---------- Excerto do texto ----------

Acha que tem legitimidade sobre a marca Estoril Open?

A legitimidade, na minha opinião, está feita em 25 anos, de quem investiu, de quem prestigiou o nome, o desporto e o local, de quem a tornou conhecida. Quem foi que lhe deu valor que não eu? Chamem-lhe outra coisa qualquer, Estoril Trophy, Estoril Championship, o que quiserem, menos Estoril Open, isso sim, é um abuso. Deem-lhe outro nome, gosto de ténis e quero que cresça ainda mais, mas usem outro nome. Até o sítio: podia ser no Porto ou no Algarve…

Prejudica-o que usem o nome?

Claro. Usei a marca Estoril Open noutros torneios, como no golfe, por exemplo. E é uma coisa que nasceu e cresceu comigo. O Estoril Open nasceu em Cascais, na Quinta da Marinha, e só depois de crescer não teve outro remédio senão ir para o Jamor, porque não cabia naquele sítio. Só continuei a chamar Estoril porque era a costa que tinha esse nome.

O que falta para ter o domínio da marca?

Estou à espera da decisão da instituição que tutela as marcas, desde o ano passado. Posto isto, vi-me forçado a defender a minha marca. Se estou a usar ou não, só diz respeito a mim e mais ninguém. É como com os relógios ou com os carros antigos que estão na garagem – só saem à rua quando se quer.

Ver agora a Câmara de Cascais a apoiar o evento incomoda-o?

----------

▶ [Exercício]: Com base no excerto, explique por que razão o Estoril Open passou da Quinta da Marinha para o Jamor e por que motivo continuou a chamar-se Estoril. Responda em uma a três frases.

---------- Registos ----------

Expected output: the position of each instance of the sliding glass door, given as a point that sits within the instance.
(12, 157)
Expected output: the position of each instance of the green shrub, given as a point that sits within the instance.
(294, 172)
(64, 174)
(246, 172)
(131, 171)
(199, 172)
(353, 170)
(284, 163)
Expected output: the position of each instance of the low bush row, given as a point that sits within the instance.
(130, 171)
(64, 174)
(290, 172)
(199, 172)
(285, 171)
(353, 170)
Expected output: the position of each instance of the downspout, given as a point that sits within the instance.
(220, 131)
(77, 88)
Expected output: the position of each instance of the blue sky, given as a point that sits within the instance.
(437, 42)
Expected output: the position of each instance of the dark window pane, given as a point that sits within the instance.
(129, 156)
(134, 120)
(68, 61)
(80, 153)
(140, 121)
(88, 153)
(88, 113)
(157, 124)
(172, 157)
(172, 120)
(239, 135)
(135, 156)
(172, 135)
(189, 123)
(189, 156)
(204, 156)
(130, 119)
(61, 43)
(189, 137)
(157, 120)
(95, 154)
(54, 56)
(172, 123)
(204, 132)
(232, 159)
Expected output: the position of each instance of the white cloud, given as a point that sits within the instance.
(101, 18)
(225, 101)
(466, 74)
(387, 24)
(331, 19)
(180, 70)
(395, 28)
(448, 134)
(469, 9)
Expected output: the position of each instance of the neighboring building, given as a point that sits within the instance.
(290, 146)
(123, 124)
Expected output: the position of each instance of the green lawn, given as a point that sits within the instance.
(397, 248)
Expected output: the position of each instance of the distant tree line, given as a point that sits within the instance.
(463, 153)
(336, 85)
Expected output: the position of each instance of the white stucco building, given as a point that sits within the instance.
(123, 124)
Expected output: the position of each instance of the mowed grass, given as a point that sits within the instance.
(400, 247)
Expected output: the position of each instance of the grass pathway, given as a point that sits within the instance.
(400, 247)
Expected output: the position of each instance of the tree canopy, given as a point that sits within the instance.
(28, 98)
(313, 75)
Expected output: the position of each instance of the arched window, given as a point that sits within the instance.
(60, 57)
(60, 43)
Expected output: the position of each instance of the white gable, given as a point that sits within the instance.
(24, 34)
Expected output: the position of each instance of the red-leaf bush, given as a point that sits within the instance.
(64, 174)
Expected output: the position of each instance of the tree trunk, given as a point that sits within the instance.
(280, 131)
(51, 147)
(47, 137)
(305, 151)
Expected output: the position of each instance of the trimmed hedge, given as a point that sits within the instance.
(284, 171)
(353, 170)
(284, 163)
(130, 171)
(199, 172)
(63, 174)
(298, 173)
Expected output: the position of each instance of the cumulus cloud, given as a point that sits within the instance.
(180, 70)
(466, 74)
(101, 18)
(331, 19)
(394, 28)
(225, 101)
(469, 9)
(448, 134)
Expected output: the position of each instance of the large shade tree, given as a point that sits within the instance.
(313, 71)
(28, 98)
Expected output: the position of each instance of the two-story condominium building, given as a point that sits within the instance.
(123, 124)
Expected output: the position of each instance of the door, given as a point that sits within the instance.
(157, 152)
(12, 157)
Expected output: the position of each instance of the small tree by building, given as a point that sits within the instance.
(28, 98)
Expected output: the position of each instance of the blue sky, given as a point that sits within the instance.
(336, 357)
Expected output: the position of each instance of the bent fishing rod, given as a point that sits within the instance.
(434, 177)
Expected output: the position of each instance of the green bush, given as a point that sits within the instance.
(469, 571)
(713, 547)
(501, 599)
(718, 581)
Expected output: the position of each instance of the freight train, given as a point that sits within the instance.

----------

▶ [Resposta]: O torneio foi para o Jamor porque, depois de crescer, já não cabia na Quinta da Marinha, em Cascais. Continuou a chamar-se Estoril porque era a costa que tinha esse nome.